[WHAT YOU HAVE TO DO] The entire set of lines below should be copied exactly.

----- DATA FOR PROCESSING

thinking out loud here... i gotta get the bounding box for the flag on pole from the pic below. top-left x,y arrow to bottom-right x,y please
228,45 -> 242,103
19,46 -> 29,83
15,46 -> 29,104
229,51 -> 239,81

----------

[WRITTEN ANSWER]
thinking out loud here... i gotta get the bounding box for the flag on pole from the pic below. top-left x,y arrow to bottom-right x,y please
228,45 -> 242,103
19,46 -> 29,83
15,46 -> 29,104
229,51 -> 239,81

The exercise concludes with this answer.